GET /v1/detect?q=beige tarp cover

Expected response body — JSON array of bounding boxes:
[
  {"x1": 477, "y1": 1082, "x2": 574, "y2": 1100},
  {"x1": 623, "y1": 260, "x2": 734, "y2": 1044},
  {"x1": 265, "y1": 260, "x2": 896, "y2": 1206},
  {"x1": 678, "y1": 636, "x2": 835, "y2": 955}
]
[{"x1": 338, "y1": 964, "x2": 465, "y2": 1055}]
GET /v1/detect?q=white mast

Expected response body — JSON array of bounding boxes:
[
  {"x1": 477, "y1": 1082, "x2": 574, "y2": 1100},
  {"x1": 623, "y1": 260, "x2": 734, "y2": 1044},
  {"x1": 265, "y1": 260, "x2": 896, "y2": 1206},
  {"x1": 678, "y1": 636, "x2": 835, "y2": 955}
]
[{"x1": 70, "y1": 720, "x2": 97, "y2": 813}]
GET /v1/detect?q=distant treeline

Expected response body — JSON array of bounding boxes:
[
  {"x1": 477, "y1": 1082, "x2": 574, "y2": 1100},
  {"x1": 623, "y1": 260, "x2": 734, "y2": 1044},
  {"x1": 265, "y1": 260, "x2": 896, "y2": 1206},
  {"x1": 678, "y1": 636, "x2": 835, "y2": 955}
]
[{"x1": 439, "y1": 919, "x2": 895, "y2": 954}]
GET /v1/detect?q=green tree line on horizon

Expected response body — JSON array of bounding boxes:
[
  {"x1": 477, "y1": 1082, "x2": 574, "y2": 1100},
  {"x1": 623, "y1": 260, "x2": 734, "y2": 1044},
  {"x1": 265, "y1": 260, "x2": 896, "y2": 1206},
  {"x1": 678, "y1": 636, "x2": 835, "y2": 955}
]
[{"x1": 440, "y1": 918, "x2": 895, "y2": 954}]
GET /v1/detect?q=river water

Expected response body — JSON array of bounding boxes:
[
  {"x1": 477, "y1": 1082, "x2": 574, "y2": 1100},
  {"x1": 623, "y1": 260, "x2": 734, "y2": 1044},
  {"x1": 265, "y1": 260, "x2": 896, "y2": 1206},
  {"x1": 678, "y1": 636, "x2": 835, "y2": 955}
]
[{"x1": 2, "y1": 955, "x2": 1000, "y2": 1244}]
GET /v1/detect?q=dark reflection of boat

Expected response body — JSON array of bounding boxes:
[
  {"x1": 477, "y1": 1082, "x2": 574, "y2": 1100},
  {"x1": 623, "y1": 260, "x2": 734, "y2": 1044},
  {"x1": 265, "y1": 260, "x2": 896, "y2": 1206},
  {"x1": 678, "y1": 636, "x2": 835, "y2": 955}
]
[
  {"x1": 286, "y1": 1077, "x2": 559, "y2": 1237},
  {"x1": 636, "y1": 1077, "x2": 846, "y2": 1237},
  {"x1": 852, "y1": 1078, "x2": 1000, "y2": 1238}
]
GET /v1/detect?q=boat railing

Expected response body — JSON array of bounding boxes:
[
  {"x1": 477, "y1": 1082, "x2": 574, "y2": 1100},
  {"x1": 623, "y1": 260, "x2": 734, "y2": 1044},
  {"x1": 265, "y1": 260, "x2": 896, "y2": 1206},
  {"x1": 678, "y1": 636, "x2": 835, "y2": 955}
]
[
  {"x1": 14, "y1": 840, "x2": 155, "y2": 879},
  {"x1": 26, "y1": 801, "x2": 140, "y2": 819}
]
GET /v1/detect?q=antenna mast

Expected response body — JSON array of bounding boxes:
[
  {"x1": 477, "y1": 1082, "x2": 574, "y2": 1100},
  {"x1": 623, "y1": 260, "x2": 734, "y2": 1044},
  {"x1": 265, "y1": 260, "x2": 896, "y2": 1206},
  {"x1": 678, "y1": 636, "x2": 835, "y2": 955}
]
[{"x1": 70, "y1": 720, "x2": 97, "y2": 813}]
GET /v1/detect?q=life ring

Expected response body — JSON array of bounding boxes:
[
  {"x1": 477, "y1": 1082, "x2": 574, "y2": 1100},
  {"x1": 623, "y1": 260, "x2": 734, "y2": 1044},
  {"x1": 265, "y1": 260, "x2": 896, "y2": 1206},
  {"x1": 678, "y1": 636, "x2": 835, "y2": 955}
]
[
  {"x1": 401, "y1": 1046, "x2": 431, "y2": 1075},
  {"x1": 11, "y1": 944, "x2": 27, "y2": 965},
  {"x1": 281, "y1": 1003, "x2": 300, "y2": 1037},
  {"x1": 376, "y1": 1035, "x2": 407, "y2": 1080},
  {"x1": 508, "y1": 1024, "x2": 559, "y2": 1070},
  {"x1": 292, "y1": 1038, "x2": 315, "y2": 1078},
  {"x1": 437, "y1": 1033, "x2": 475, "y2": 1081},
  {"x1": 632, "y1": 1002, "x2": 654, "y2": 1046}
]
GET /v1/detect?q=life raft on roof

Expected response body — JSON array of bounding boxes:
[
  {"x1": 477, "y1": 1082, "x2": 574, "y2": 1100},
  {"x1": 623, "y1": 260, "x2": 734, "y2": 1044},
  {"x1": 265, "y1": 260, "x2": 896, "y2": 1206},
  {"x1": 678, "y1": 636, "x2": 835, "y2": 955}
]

....................

### Your goal
Repeat the whole listing verbatim.

### Written reply
GET /v1/detect?q=beige tarp cover

Expected response body — JSON array of bounding boxes:
[
  {"x1": 477, "y1": 1082, "x2": 574, "y2": 1100},
  {"x1": 623, "y1": 260, "x2": 734, "y2": 1044},
  {"x1": 265, "y1": 260, "x2": 896, "y2": 1206},
  {"x1": 678, "y1": 636, "x2": 835, "y2": 955}
]
[{"x1": 338, "y1": 964, "x2": 465, "y2": 1055}]
GET /v1/detect?q=white mast

Expected response body — JSON array of bounding boxes:
[
  {"x1": 477, "y1": 1082, "x2": 574, "y2": 1100},
  {"x1": 623, "y1": 260, "x2": 734, "y2": 1044},
  {"x1": 265, "y1": 260, "x2": 896, "y2": 1206},
  {"x1": 678, "y1": 636, "x2": 835, "y2": 955}
]
[{"x1": 70, "y1": 720, "x2": 97, "y2": 813}]
GET /v1/detect?q=distant treeline

Expected response body — JSON array of bounding boxes:
[
  {"x1": 477, "y1": 1082, "x2": 574, "y2": 1100},
  {"x1": 623, "y1": 260, "x2": 734, "y2": 1044},
  {"x1": 265, "y1": 260, "x2": 896, "y2": 1206},
  {"x1": 678, "y1": 636, "x2": 835, "y2": 955}
]
[{"x1": 439, "y1": 919, "x2": 895, "y2": 954}]
GET /v1/detect?q=green tree line on horizon

Expected response body — JSON array of bounding boxes:
[
  {"x1": 477, "y1": 1082, "x2": 574, "y2": 1100},
  {"x1": 623, "y1": 260, "x2": 734, "y2": 1044},
  {"x1": 265, "y1": 260, "x2": 896, "y2": 1206},
  {"x1": 678, "y1": 636, "x2": 835, "y2": 955}
]
[{"x1": 440, "y1": 918, "x2": 895, "y2": 954}]
GET /v1/detect?q=river water

Expected response body — JSON array of bounding boxes:
[
  {"x1": 477, "y1": 1082, "x2": 574, "y2": 1100},
  {"x1": 623, "y1": 260, "x2": 734, "y2": 1044},
  {"x1": 265, "y1": 260, "x2": 896, "y2": 1206},
  {"x1": 678, "y1": 636, "x2": 835, "y2": 955}
]
[{"x1": 2, "y1": 955, "x2": 1000, "y2": 1244}]
GET /v1/detect?q=dark reflection of boat

Expected response body — JSON array of bounding boxes:
[
  {"x1": 477, "y1": 1082, "x2": 574, "y2": 1100},
  {"x1": 623, "y1": 260, "x2": 734, "y2": 1044},
  {"x1": 265, "y1": 260, "x2": 896, "y2": 1206},
  {"x1": 678, "y1": 636, "x2": 835, "y2": 955}
]
[
  {"x1": 286, "y1": 1077, "x2": 559, "y2": 1237},
  {"x1": 636, "y1": 1077, "x2": 846, "y2": 1237},
  {"x1": 852, "y1": 1078, "x2": 1000, "y2": 1238}
]
GET /v1/detect?q=boat railing

Expected response body — JSON array of bounding boxes:
[
  {"x1": 477, "y1": 1082, "x2": 574, "y2": 1100},
  {"x1": 623, "y1": 260, "x2": 734, "y2": 1044},
  {"x1": 265, "y1": 260, "x2": 896, "y2": 1206},
  {"x1": 678, "y1": 636, "x2": 835, "y2": 955}
]
[
  {"x1": 14, "y1": 840, "x2": 155, "y2": 879},
  {"x1": 26, "y1": 801, "x2": 140, "y2": 819}
]
GET /v1/detect?q=antenna mast

Expected response body — JSON array of bounding boxes:
[
  {"x1": 477, "y1": 1082, "x2": 574, "y2": 1100},
  {"x1": 623, "y1": 260, "x2": 734, "y2": 1044},
  {"x1": 265, "y1": 260, "x2": 896, "y2": 1206},
  {"x1": 678, "y1": 636, "x2": 835, "y2": 955}
]
[{"x1": 70, "y1": 720, "x2": 97, "y2": 813}]
GET /v1/detect?q=life ring

Expected response body — JSON array of bounding boxes:
[
  {"x1": 477, "y1": 1082, "x2": 574, "y2": 1100},
  {"x1": 623, "y1": 260, "x2": 734, "y2": 1044},
  {"x1": 265, "y1": 260, "x2": 896, "y2": 1206},
  {"x1": 678, "y1": 636, "x2": 835, "y2": 955}
]
[
  {"x1": 401, "y1": 1046, "x2": 431, "y2": 1075},
  {"x1": 11, "y1": 944, "x2": 27, "y2": 965},
  {"x1": 281, "y1": 1003, "x2": 300, "y2": 1037},
  {"x1": 376, "y1": 1035, "x2": 407, "y2": 1080},
  {"x1": 508, "y1": 1024, "x2": 559, "y2": 1070},
  {"x1": 292, "y1": 1038, "x2": 315, "y2": 1078},
  {"x1": 437, "y1": 1033, "x2": 475, "y2": 1081},
  {"x1": 632, "y1": 1002, "x2": 654, "y2": 1046}
]
GET /v1/detect?q=life raft on roof

Expected response body — JSON array of bounding boxes:
[
  {"x1": 477, "y1": 1082, "x2": 574, "y2": 1100},
  {"x1": 623, "y1": 260, "x2": 734, "y2": 1044},
  {"x1": 265, "y1": 260, "x2": 896, "y2": 1206},
  {"x1": 678, "y1": 636, "x2": 835, "y2": 955}
]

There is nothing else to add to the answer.